● **SELECTED TEXT**
# how many graphite molds do you buy each time?



## Tarzan Tsui (Mar 4, 2021)

Hi guys, I have a question, how many graphite molds do you buy per time?

I saw the prices of graphite molds from sellers on eBay. Considering the cost of mold itself, I thought their prices were high. But taking the expensive express fees into account, if the order is only 1pcs, the price seems reasonable.

For example, an graphite ingot mold like the picture below, in outside dimention of 6.0"x 5.0"x 0.75", it may be sold as USD$60 on line. 
If it is our factory that make the mold: Not including express fee, the cost is only about USD$16 when made in our best grade molded graphite material. (Even made in our isomolded graphite, the cost is only about USD$23). but the express fee for 1 pcs may cost nearly $40. so the unit price for 1 pcs is $16+$40=$56. But for 2 pcs, the express fee is about $50, then the unit price is $16+$50/2= $41. There is a lot of profit.

So I wonder, how many graphite molds do you buy each time? If it is like 5 pcs each time, I think maybe I can try to retail on eBay. If the quantity is only 1 pcs each time, I am not sure if to retail the molds is a good idea.

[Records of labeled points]
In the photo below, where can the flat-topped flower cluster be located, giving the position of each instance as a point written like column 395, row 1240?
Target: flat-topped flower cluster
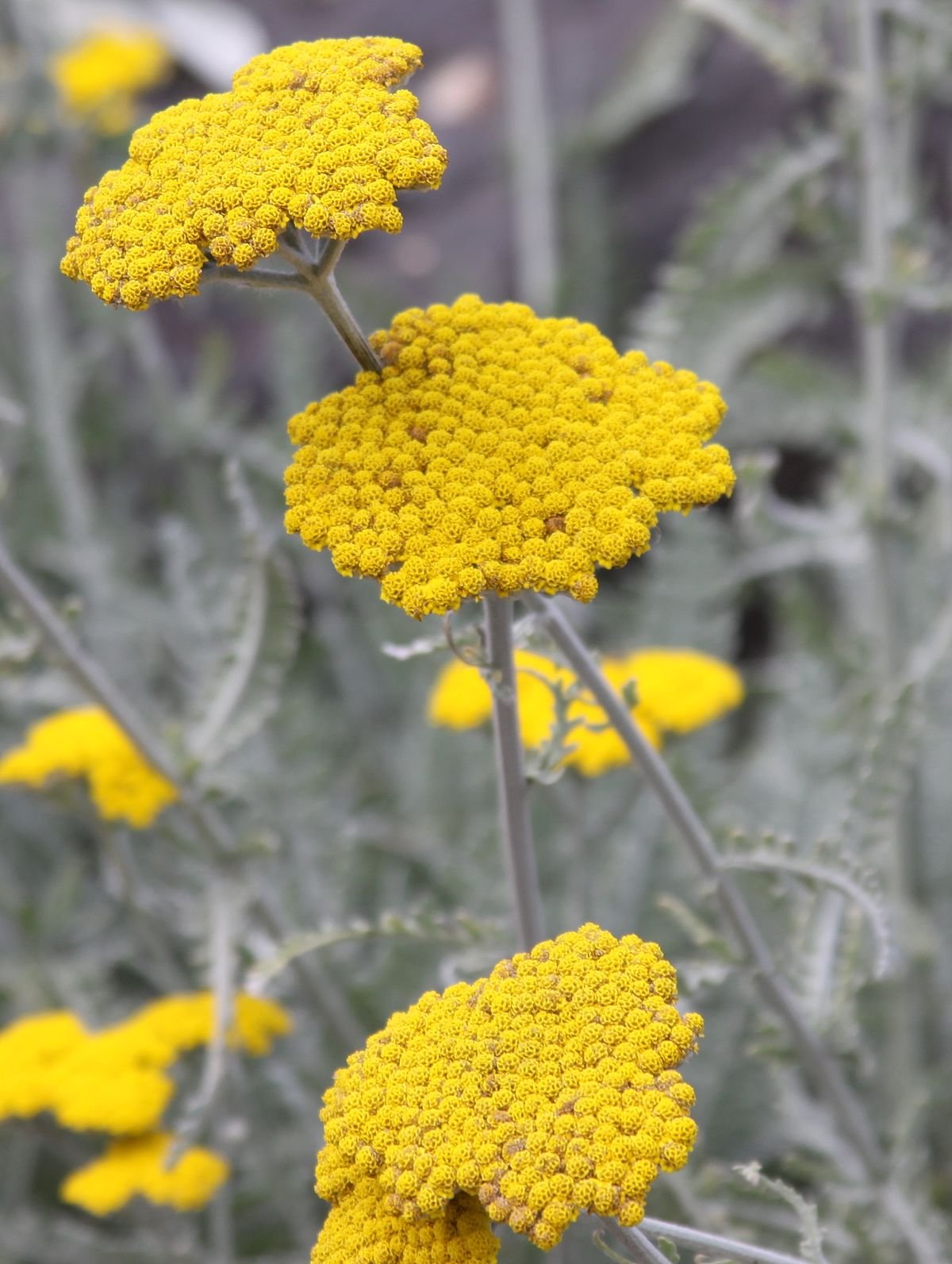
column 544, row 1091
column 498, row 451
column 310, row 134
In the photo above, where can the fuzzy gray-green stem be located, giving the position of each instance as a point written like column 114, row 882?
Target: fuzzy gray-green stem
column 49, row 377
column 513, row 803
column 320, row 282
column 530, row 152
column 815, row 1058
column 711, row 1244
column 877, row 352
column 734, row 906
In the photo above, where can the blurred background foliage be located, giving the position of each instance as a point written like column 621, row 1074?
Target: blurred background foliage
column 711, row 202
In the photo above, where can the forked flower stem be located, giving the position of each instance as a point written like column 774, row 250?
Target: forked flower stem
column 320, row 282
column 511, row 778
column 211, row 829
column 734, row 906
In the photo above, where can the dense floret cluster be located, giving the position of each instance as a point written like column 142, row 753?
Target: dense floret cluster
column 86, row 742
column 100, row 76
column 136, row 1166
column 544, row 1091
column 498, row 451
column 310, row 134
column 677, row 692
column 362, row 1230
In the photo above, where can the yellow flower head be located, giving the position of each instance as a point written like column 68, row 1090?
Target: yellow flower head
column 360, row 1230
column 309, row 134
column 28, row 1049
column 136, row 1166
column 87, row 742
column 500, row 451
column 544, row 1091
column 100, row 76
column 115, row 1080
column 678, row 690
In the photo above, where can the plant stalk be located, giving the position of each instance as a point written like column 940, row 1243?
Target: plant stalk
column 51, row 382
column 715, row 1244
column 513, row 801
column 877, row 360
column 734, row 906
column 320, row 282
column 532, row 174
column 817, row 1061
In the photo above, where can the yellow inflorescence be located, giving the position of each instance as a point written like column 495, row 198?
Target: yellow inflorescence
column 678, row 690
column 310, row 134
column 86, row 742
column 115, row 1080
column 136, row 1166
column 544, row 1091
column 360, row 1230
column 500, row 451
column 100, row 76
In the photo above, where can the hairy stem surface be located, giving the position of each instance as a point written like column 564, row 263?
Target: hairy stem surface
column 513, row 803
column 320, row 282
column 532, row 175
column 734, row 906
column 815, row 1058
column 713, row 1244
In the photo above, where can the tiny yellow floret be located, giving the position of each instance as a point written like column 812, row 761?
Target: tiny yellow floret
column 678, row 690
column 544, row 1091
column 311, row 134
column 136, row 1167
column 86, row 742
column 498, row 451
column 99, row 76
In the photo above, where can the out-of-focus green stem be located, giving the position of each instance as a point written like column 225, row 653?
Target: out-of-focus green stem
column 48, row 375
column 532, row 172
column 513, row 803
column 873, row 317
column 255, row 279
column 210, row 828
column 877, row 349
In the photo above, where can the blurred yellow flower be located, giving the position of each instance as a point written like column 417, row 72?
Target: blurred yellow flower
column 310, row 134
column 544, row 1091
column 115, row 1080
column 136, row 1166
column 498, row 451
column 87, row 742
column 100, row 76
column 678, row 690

● **REQUIREMENTS**
- 1) Revise the graphite mold post starting at "I saw the prices" and ending at "USD$60 on line.", replacing "reasonable" with "fair".
- 2) For each statement, answer yes or no according to the graphite mold post, and quote the words that decide it. (a) Not counting the express fee, the poster's factory could make the mold in its best grade molded graphite for about USD$16. (b) The express fee for 2 pcs is about $40. (c) The poster is already retailing molds on eBay.

● **CORRECT ANSWERS**
- 1)
I saw the prices of graphite molds from sellers on eBay. Considering the cost of mold itself, I thought their prices were high. But taking the expensive express fees into account, if the order is only 1pcs, the price seems fair.

For example, an graphite ingot mold like the picture below, in outside dimention of 6.0"x 5.0"x 0.75", it may be sold as USD$60 on line.

- 2)
(a) Yes: "Not including express fee, the cost is only about USD$16 when made in our best grade molded graphite material."
(b) No: "But for 2 pcs, the express fee is about $50"
(c) No: "I think maybe I can try to retail on eBay."